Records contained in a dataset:
=== Begin Enclosure ===

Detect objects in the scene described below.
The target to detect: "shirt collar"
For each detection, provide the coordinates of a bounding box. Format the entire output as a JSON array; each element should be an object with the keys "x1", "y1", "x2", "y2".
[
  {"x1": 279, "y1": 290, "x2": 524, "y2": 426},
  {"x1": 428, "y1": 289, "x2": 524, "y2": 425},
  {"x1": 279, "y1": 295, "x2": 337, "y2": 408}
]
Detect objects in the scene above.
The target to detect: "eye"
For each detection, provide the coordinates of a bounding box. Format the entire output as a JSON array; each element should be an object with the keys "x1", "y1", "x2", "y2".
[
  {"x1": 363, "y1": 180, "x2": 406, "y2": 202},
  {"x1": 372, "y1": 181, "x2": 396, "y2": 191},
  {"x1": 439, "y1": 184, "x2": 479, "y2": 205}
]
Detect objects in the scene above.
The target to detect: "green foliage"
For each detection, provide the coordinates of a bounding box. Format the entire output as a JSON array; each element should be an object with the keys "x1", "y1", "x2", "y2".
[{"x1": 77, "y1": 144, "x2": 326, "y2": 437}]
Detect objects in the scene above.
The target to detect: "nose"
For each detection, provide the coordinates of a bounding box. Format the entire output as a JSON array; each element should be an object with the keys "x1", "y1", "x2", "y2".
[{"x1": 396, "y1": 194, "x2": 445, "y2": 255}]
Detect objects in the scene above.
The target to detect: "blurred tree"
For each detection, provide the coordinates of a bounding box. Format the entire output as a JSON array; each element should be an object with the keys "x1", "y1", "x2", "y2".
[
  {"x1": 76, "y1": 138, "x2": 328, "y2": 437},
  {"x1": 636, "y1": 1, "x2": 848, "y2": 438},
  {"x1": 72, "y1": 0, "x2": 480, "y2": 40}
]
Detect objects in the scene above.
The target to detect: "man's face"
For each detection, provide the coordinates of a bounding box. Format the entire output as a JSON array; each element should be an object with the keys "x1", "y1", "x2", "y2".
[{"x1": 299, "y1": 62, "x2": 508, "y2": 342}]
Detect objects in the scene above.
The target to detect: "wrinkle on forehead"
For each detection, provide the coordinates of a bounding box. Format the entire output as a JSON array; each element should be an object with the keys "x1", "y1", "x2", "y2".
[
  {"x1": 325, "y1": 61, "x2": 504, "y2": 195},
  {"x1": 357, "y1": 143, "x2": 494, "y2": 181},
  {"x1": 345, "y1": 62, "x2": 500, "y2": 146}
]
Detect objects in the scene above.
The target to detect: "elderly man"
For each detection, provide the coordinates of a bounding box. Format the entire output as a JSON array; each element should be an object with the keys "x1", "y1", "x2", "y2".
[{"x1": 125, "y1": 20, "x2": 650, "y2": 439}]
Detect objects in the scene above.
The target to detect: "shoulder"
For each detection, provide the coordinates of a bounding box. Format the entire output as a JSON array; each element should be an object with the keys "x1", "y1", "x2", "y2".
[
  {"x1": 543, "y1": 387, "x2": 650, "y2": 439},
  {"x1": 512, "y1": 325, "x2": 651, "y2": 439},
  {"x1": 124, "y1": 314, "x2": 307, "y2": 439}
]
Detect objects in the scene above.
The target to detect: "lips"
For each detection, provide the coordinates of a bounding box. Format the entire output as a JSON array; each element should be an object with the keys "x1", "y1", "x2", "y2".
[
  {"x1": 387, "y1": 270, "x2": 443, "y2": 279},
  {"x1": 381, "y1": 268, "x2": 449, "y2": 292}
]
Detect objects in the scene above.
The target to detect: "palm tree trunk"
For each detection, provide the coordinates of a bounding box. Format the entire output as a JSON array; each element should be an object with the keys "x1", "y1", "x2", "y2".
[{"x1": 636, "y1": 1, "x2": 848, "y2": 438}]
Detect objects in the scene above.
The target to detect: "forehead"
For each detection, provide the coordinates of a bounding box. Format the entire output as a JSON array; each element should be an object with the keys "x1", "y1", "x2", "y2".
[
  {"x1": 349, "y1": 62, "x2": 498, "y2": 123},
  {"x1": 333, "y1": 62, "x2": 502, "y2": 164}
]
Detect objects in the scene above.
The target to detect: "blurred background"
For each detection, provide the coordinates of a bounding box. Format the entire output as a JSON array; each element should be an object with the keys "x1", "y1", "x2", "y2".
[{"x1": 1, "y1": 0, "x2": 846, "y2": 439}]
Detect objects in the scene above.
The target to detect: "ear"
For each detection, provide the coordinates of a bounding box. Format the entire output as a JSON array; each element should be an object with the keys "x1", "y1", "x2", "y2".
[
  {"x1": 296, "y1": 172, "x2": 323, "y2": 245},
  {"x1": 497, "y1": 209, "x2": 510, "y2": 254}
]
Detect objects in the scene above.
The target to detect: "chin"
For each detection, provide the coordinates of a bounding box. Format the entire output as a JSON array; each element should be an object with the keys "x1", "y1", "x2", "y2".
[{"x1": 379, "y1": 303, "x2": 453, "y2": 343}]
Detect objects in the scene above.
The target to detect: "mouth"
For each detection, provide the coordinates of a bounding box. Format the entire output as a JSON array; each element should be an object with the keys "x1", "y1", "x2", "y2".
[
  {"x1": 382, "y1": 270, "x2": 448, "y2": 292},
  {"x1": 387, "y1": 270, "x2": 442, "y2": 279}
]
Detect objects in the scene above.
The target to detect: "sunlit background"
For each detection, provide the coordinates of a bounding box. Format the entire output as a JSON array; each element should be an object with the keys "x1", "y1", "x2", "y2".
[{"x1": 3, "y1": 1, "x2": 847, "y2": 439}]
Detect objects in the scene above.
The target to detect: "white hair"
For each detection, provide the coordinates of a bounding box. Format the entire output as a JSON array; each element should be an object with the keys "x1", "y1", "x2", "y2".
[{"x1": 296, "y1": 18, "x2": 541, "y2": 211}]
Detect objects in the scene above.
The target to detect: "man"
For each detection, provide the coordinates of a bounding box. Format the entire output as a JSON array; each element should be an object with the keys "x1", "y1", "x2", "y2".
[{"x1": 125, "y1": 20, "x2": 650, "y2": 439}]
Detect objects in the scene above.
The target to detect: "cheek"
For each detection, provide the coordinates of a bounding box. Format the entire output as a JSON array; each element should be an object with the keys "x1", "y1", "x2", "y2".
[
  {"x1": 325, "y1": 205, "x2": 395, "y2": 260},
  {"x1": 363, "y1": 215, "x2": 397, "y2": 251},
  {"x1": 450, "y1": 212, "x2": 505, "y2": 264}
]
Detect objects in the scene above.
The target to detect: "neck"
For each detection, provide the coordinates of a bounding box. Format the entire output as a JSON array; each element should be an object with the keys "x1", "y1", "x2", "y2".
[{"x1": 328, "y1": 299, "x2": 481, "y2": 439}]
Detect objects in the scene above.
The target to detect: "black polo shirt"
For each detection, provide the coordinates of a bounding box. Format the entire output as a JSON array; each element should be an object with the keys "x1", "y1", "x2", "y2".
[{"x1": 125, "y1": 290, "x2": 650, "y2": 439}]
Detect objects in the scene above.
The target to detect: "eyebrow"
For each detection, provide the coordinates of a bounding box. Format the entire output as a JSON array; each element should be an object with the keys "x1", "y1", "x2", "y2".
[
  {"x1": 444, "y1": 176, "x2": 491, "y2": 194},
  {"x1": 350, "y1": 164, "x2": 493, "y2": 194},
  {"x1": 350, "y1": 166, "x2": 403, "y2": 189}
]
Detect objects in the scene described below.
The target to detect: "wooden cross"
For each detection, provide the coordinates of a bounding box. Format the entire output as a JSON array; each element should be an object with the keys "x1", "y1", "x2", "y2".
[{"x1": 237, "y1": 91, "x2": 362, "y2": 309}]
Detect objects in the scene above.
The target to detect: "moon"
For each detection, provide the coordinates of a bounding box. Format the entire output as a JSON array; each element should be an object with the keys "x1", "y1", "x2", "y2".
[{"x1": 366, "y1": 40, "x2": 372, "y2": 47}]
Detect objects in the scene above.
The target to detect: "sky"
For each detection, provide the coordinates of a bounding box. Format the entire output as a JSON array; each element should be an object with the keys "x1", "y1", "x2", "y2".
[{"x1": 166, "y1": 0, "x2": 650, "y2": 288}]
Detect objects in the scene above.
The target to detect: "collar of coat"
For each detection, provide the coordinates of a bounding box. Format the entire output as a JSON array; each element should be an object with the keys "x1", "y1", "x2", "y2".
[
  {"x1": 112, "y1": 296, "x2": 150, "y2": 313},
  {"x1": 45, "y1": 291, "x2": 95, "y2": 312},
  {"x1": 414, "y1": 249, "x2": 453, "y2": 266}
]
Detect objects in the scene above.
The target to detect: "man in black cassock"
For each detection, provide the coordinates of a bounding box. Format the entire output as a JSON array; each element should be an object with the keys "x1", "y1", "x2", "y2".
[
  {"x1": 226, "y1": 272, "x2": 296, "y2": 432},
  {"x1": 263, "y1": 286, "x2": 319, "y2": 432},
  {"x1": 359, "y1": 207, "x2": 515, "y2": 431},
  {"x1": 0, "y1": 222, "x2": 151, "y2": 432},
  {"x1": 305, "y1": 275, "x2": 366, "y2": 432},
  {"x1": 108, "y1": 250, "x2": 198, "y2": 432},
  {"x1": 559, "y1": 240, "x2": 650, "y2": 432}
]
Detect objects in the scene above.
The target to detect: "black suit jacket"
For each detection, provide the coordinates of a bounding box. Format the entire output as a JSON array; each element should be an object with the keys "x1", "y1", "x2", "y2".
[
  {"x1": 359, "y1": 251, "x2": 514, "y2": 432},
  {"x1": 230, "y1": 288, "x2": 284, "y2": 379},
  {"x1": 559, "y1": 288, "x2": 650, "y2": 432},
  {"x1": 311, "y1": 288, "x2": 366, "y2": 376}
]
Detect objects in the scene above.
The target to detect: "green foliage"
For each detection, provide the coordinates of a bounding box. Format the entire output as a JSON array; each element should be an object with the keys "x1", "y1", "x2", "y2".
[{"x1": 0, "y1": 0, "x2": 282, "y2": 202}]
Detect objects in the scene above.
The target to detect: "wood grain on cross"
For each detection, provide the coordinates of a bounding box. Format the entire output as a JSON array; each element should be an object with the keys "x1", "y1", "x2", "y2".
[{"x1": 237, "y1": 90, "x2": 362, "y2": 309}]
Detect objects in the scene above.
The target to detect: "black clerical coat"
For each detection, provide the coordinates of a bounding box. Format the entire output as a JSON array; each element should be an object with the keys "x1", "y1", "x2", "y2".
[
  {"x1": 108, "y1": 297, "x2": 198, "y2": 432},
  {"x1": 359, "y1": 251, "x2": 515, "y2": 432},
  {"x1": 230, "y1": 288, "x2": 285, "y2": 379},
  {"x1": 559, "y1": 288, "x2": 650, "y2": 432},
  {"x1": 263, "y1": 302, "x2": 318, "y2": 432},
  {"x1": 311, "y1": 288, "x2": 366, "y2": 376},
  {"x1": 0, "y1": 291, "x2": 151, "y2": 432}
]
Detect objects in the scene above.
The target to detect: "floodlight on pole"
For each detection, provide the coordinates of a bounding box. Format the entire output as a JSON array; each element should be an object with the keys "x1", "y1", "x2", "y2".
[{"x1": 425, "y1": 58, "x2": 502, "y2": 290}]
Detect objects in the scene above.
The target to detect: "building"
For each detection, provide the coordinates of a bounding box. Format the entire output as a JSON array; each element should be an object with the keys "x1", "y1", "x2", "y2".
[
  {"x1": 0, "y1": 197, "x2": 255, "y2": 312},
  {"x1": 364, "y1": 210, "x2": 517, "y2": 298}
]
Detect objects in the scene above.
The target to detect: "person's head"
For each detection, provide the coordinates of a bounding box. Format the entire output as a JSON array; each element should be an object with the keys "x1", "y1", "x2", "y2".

=== End Enclosure ===

--- What to work on ---
Say how many lines above include "tree", please, and nothing else.

--- Answer ---
2